> TEXTO PROPORCIONADO:
El año que cumplí once años me despojó de mi historia y mi identidad. Yo no debía ser más que un trozo de papel en blanco en el que él pudiera escribir sus enfermizas fantasías. Me negó incluso mi imagen en el espejo. Aunque no podía tener trato social con otra persona que no fuera él, al menos quería ver mi cara reflejada en el espejo, para no perderme del todo. Pero nunca me concedió el deseo de tener un pequeño espejo. Cuando años más tarde vi mi imagen por primera vez, no encontré los rasgos infantiles de antes, sino un rostro desconocido.

¿Me creó realmente? Hoy no sé dar una respuesta clara cuando me planteo esta pregunta. Por un lado, al secuestrarme a mí dio con la persona equivocada. Yo siempre me resistí a sus intentos de anularme y convertirme en creación suya. Jamás consiguió quebrantarme.

Por otro lado, sus intentos de hacer de mí una persona nueva cayeron en suelo fértil. Antes del secuestro estaba tan harta de mi vida y tan insatisfecha conmigo misma que había decidido cambiar. Sólo unos minutos antes de pasar junto a su furgoneta había pensado en tirarme delante de un coche. Hasta tal punto odiaba la vida que me veía obligada a llevar.

Como es natural, sentí una enorme tristeza cuando me prohibió mencionar mi propia historia. Me parecía muy injusto no poder ser quien era, ni hablar del profundo dolor que me producía la pérdida de mis padres. Pero ¿qué había quedado de mi propia historia? Ya se componía sólo de recuerdos que tenían poco que ver con el mundo real, que había seguido su curso en el exterior. Ya no existía mi clase del colegio, mis pequeños sobrinos habían crecido y ni siquiera me reconocerían si me presentara de pronto ante ellos. Y es posible que mis padres se sintieran aliviados por no tener que discutir más por mi causa. Al aislarme de todo durante tanto tiempo, el secuestrador había creado las condiciones perfectas para robarme mi pasado. Pues aunque yo mantuve siempre la opinión de que el secuestro era un grave delito, su insistencia en que le considerara mi salvador fue calando cada vez más en mi subconsciente. Para mí era mucho más fácil, en el fondo, ver al secuestrador como un salvador que como un ser malvado. En el desesperado intento de destacar los aspectos positivos del secuestro para no derrumbarme me decía a mí misma: ya no puede pasar nada peor. A diferencia de lo ocurrido en otros casos que había visto en la televisión, hasta entonces el secuestrador no me había violado ni asesinado.

Pero el robo de mi identidad también me dio una nueva libertad. Cuando hoy echo la vista atrás y pienso en esa sensación, me resulta incomprensible y paradójica dada la situación de privación total de libertad en que me encontraba. Pero entonces me sentía libre de prejuicios por primera vez en mi vida. Ya no era la pequeña pieza suelta en un mundo en el que los papeles estaban ya repartidos hacía tiempo y en el que a mí se me había adjudicado el de niña gorda y poco agraciada; en el que me había convertido en una pelota que se pasaban los adultos, cuyas decisiones a veces no entendía.

> MATERIAL EXTRAÍDO:
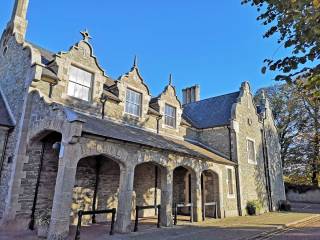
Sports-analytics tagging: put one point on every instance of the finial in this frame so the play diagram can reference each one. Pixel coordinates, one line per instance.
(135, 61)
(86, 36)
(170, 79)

==

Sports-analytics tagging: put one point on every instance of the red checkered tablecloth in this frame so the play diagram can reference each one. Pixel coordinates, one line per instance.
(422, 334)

---

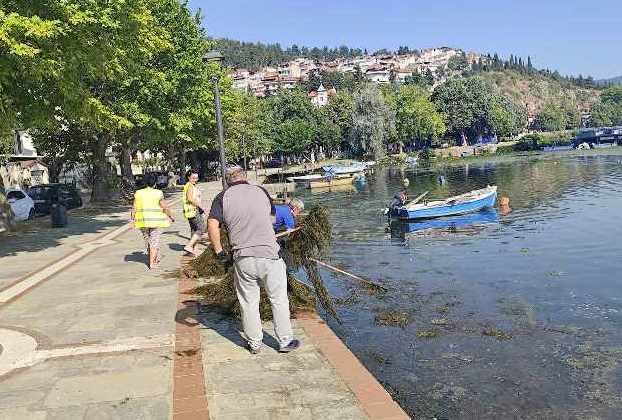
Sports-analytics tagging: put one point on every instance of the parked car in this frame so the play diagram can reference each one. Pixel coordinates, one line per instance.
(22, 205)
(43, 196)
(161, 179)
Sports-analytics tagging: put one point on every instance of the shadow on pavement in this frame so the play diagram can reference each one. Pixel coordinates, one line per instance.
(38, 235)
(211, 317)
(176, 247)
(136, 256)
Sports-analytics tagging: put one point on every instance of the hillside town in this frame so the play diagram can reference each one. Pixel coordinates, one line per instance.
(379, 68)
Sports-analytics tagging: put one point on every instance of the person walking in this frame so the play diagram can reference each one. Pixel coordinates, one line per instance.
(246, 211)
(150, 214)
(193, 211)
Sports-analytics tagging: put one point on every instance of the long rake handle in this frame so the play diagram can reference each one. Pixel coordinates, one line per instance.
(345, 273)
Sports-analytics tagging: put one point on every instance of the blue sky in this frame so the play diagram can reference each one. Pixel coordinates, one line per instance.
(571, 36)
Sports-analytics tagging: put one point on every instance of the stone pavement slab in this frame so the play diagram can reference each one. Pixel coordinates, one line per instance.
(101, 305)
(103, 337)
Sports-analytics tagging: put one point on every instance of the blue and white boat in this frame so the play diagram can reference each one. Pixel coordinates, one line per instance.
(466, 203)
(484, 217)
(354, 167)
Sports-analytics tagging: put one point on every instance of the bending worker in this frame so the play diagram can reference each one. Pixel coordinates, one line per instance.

> TAREAS ESCRITAS:
**1)** Según el texto sobre el secuestro, ¿en qué había pensado quien narra solo unos minutos antes de pasar junto a la furgoneta?
**2)** Prosigue el texto sobre el secuestro a partir del punto en que termina.

> RESPUESTAS:
**1)** Había pensado en tirarse delante de un coche.

**2)**
Yo estaba sometida a una represión total, había perdido mi libertad de movimiento y una sola persona decidía sobre cada detalle de mi vida. Pero esta forma de represión y manipulación era directa y clara. El secuestrador no era un tipo que actuara de forma sutil, quería ejercer el poder de un modo abierto y sin rodeos. Paradójicamente, a la sombra de este poder que me imponía todo pude ser yo misma por primera vez en mi vida.

Hoy me doy cuenta de que una prueba de ello es que desde mi secuestro no volví a tener problemas con la enuresis a pesar de estar sometida a una presión inhumana. Al parecer me liberé de alguna forma determinada de estrés. Si tuviera que resumirlo en una frase diría: cuando borré mi historia y me doblegué al secuestrador, me sentí «querida» por primera vez desde hacía mucho tiempo.

A finales del otoño de 1999 se completó la «supresión» de mi identidad. El secuestrador me ordenó que me buscara un nombre nuevo: «Tú ya no eres Natascha. Ahora me perteneces a mí».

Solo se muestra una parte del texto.